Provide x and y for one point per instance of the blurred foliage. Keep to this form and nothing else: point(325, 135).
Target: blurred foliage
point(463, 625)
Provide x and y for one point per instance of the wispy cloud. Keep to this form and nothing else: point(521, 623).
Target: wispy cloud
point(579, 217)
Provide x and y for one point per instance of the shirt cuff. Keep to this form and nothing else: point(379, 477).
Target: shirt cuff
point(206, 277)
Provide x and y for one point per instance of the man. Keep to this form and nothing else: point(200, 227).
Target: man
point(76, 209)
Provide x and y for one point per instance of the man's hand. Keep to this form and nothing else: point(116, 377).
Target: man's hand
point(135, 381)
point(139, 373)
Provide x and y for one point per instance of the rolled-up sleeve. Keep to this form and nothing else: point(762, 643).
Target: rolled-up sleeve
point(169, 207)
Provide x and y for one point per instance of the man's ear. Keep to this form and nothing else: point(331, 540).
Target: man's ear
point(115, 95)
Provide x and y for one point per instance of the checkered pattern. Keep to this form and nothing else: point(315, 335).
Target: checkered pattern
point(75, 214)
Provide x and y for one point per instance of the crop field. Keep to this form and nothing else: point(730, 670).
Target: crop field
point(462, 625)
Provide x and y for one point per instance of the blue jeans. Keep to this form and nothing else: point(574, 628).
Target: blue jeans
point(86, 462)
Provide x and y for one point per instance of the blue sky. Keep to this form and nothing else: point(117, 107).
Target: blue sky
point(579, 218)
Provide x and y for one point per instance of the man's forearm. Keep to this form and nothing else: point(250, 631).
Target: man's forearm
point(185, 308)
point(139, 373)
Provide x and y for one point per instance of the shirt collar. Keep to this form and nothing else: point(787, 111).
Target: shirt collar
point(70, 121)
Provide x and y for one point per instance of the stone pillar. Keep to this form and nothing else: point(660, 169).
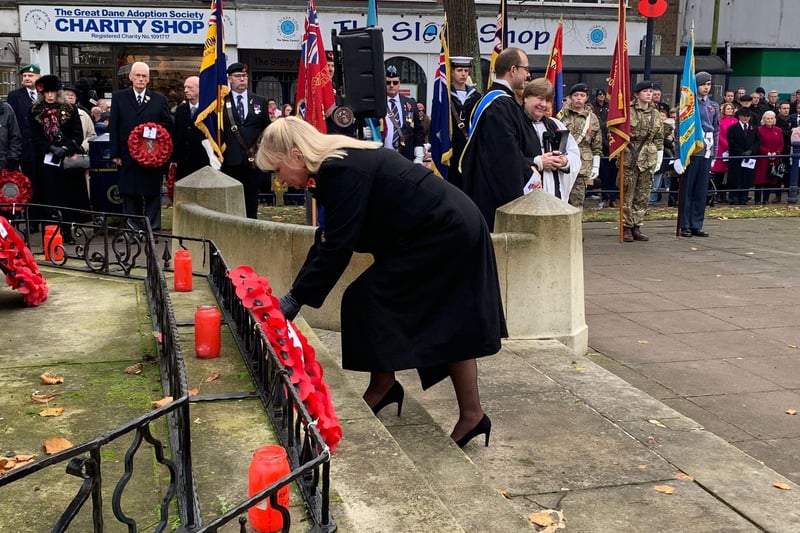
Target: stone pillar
point(539, 244)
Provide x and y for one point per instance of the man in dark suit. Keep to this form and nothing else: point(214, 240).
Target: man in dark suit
point(743, 140)
point(20, 101)
point(188, 154)
point(246, 116)
point(139, 186)
point(403, 129)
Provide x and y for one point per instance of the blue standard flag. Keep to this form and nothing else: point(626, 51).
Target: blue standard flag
point(690, 129)
point(213, 82)
point(441, 125)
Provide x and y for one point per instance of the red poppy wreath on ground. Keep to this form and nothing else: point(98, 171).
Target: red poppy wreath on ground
point(19, 266)
point(292, 349)
point(150, 145)
point(15, 188)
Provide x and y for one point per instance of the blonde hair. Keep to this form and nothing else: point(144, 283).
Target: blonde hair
point(282, 136)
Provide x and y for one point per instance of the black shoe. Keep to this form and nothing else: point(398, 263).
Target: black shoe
point(484, 427)
point(394, 395)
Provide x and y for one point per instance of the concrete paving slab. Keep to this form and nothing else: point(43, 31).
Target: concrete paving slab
point(689, 508)
point(762, 413)
point(709, 377)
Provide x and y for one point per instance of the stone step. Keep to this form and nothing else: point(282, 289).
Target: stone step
point(437, 468)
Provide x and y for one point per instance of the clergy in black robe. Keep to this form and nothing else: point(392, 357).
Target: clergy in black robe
point(431, 297)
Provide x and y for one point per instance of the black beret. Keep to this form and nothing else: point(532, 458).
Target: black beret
point(237, 67)
point(48, 83)
point(644, 84)
point(578, 88)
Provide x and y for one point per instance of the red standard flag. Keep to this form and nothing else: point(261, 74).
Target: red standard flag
point(619, 92)
point(314, 86)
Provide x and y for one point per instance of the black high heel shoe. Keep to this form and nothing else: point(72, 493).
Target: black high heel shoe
point(483, 427)
point(394, 395)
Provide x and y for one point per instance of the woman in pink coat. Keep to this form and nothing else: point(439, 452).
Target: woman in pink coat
point(719, 167)
point(771, 144)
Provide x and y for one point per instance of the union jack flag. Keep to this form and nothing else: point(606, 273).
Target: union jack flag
point(314, 86)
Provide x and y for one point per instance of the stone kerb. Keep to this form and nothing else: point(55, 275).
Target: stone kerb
point(539, 247)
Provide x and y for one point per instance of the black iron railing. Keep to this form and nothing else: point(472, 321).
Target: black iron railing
point(111, 244)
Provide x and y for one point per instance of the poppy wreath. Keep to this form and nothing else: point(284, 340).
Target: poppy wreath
point(19, 266)
point(15, 187)
point(151, 153)
point(293, 351)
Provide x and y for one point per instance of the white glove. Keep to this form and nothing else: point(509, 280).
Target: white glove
point(595, 173)
point(419, 154)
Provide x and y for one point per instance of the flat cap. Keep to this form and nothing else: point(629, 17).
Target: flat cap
point(644, 84)
point(30, 67)
point(237, 67)
point(578, 88)
point(702, 77)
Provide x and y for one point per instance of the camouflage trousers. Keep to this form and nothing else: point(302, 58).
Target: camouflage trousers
point(637, 191)
point(578, 193)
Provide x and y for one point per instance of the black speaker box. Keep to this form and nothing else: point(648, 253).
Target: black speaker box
point(360, 77)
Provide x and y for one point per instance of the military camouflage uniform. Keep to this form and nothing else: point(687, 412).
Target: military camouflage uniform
point(590, 144)
point(647, 139)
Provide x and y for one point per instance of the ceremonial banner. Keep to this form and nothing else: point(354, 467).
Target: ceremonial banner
point(690, 129)
point(213, 82)
point(441, 125)
point(314, 86)
point(619, 92)
point(554, 71)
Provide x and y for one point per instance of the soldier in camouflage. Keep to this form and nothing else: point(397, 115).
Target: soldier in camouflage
point(584, 126)
point(643, 155)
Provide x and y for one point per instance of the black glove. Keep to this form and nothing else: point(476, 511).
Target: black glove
point(289, 306)
point(58, 151)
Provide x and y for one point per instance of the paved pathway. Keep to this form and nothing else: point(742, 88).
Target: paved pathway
point(708, 326)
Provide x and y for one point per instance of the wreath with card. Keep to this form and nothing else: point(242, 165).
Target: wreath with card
point(15, 188)
point(150, 145)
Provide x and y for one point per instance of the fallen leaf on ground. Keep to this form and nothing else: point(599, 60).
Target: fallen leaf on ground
point(49, 379)
point(664, 489)
point(550, 519)
point(51, 411)
point(212, 377)
point(38, 397)
point(162, 402)
point(135, 369)
point(56, 444)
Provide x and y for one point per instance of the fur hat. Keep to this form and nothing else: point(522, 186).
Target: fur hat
point(48, 83)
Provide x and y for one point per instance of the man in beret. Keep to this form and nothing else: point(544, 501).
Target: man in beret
point(643, 156)
point(463, 99)
point(579, 119)
point(694, 184)
point(245, 116)
point(139, 186)
point(403, 130)
point(20, 101)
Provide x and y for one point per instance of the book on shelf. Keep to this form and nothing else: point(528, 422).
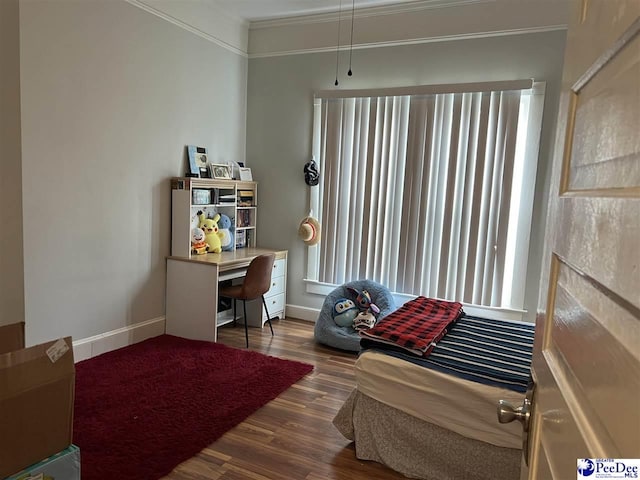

=======

Challenge
Please copy every row above word for word, leaving out the pictures.

Result for this task
Provide x and y for one point per instance of the blurred foliage. Keep to this form and nothing else: point(325, 135).
Target: blurred foliage
point(463, 625)
Provide x and y for one point per instance of the wispy cloud. Keep to this form and nothing else: point(521, 623).
Target: wispy cloud
point(579, 217)
Provide x and y for one point per instance of the shirt cuff. Keep to this form and nothing else: point(379, 477).
Target: shirt cuff
point(206, 277)
Provide x and y for one point per instance of the man. Keep to this form and nothing else: point(200, 227).
Target: man
point(76, 209)
Provide x and y for one point per instance of the man's hand. Keep to this form and nothing else: point(116, 377).
Target: man's hand
point(135, 381)
point(139, 373)
Provide x and y for one point per instance of the rolled-up sleeve. Keep to this form and nothing else: point(762, 643).
Target: rolled-up sleeve
point(169, 207)
Provide x and y for one point per instance of the man's ear. Keep to this form and nothing else: point(331, 540).
Target: man's ear
point(115, 95)
Provide x and y for one point per instance of the checkered pattern. Keep to this form and nothing else: point(315, 335).
Target: checkered pattern
point(75, 214)
Provide x and y for one point per instance of the crop field. Keep to this form and nothing else: point(730, 670).
Target: crop field
point(462, 625)
Provide x and y for one point per instance of the blue jeans. Keep to this form and nothing else: point(574, 628).
Target: blue jeans
point(86, 462)
Provide x and y for one point per instance of the blue sky. Keep to this form and nothing else: point(117, 107).
Target: blue sky
point(579, 218)
Provide x and y for one point per instance of the man's forearm. Keep to this form and nothing else: point(250, 631).
Target: man's forearm
point(185, 308)
point(139, 373)
Provide x and y for one point per instance of the shirt collar. Keep to this form and nothing else: point(787, 111).
Target: shirt collar
point(70, 121)
Provide x and y for one point per instance of the stone pillar. Keep to this form and nothing else: point(660, 169).
Target: stone pillar
point(539, 244)
Provide x and y for one point per instance of the man in dark suit. Keep to this form and nothing else: point(214, 240).
Target: man in dark suit
point(743, 140)
point(20, 101)
point(188, 154)
point(246, 116)
point(139, 186)
point(403, 129)
Provide x and y for one point per instance of the blue standard flag. Keep to this form and nothing else: point(626, 51).
Target: blue standard flag
point(690, 129)
point(213, 82)
point(441, 125)
Provide x and y for one point per instance of the red poppy wreath on ground. Keep to this form and nothing else: point(98, 171).
Target: red poppy wreath on ground
point(19, 266)
point(292, 349)
point(150, 145)
point(15, 188)
Provide x and y for one point per instance of the blonde hair. Keep to this form and nothing else: point(144, 283).
Target: blonde hair
point(282, 136)
Provide x and y for one point per instance of the black shoe. Keep to this form and nothing else: point(398, 263).
Target: black shoe
point(484, 427)
point(394, 395)
Provide x and y for one point per instance of the concrete paving slab. Keep to this form and nothing else: point(43, 31).
Target: concrete paving slab
point(689, 508)
point(762, 413)
point(709, 377)
Provide x and y for one point per instance of the stone step. Keep to this form and nothing else: point(282, 289).
Target: stone step
point(437, 468)
Provide x and y for one point per instance of the clergy in black robe. Keep to this form and nothing else: point(392, 357).
Target: clergy in black robe
point(431, 297)
Provide x and y for one point per instance of the black beret. Keep to this form and nothing else: point(532, 458).
Target: black beret
point(237, 67)
point(48, 83)
point(644, 84)
point(578, 88)
Provide x and y for one point per instance of the red standard flag. Keep to this form and nothing else: point(261, 74).
Target: red standard flag
point(619, 92)
point(314, 86)
Provide x and y for one point per instance of the black high heel shoe. Keep to this form and nothing else: point(72, 493).
Target: black high heel shoe
point(483, 427)
point(394, 395)
Provide x and y for one point per instance of the woman in pink coat. Keep to this form and nothing else: point(439, 452).
Target: woman in pink coat
point(719, 167)
point(771, 144)
Provide x and y for one point per instance of the union jack flag. Keep to this form and nothing else: point(606, 273).
Target: union jack flag
point(314, 86)
Provide x and y for one point per instance of the stone kerb. Keep to this form and nothing else: point(55, 275).
Target: stone kerb
point(539, 247)
Provide x and y for one point per instance of the black iron railing. Keep to this form and nothing else: point(472, 321).
Target: black iron railing
point(111, 244)
Provide x and y for one point per instance of the poppy wreath. Keep to this form and nothing else: point(284, 340).
Target: poppy wreath
point(19, 266)
point(15, 187)
point(151, 153)
point(293, 351)
Provide x and y for one point per instance of the white glove. Keep to this form and nothing else: point(509, 280).
Target: white glove
point(595, 173)
point(419, 154)
Provide x and y for one point per instance of the flat cap. Keep to this form and nothing else: point(629, 17).
Target: flat cap
point(644, 84)
point(30, 67)
point(237, 67)
point(578, 88)
point(702, 77)
Provide x and y for one point per instance of the camouflage trousers. Keep to this form and nothing else: point(302, 58).
Target: camouflage trousers
point(637, 191)
point(578, 193)
Provide x and y for one point per instance of the black speaker box. Keep to this form and nothing else: point(648, 253).
Target: black speaker box
point(360, 77)
Provide x and y for one point per instance of the military camouflage uniform. Keep to this form and nothing else: point(687, 412).
Target: military camouflage uniform
point(590, 144)
point(647, 139)
Provide x and y for one point per instance of the ceremonial banner. Keep to this form and nothing else: point(354, 467).
Target: ceremonial banner
point(690, 129)
point(213, 82)
point(441, 125)
point(314, 86)
point(619, 92)
point(554, 71)
Provide x and y for one point per instance of the soldier in camouflage. Keep to this form and nothing else: point(397, 115).
Target: soldier in camouflage
point(584, 126)
point(643, 155)
Provide x and y for one point per instance of the black glove. Keep to this form and nothing else: point(476, 511).
Target: black glove
point(289, 306)
point(58, 151)
Provide x and y for one point per instance of the paved pathway. Keep to this form and nothing else: point(742, 88).
Target: paved pathway
point(708, 326)
Provide x and y for one point per instance of the wreath with card. Keep to this form and nothing else: point(242, 165).
Target: wreath with card
point(15, 188)
point(150, 145)
Provide x and y for one point per instance of the fallen leaf on ground. Keep to this form and nothing else: point(599, 60).
Target: fallen leaf on ground
point(49, 379)
point(664, 489)
point(550, 519)
point(51, 411)
point(212, 377)
point(38, 397)
point(162, 402)
point(135, 369)
point(56, 444)
Provide x and y for one point per instance of the fur hat. Keep to this form and nothing else: point(522, 186).
Target: fur hat
point(48, 83)
Provide x and y for one point per instance of the man in beret. Keep to this form and nothing else: point(544, 501).
Target: man in beret
point(643, 156)
point(463, 99)
point(579, 119)
point(694, 184)
point(245, 116)
point(139, 186)
point(403, 130)
point(20, 101)
Provide x and y for one point per instance of the book on shelf. Keep to this form and nothing else: point(528, 422).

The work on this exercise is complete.